>> BEGIN

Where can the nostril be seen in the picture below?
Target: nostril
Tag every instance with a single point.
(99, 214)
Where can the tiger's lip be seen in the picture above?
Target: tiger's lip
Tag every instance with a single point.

>> END

- Problem to work on -
Please repeat the items above, switching every "Tag" to "Mark" and leaving everything else unchanged.

- Reply -
Where can the nostril be seen in the picture below?
Target: nostril
Mark every instance with a single point.
(99, 214)
Where can the tiger's lip be seen in the picture above?
Target: tiger's lip
Mark every instance with a single point.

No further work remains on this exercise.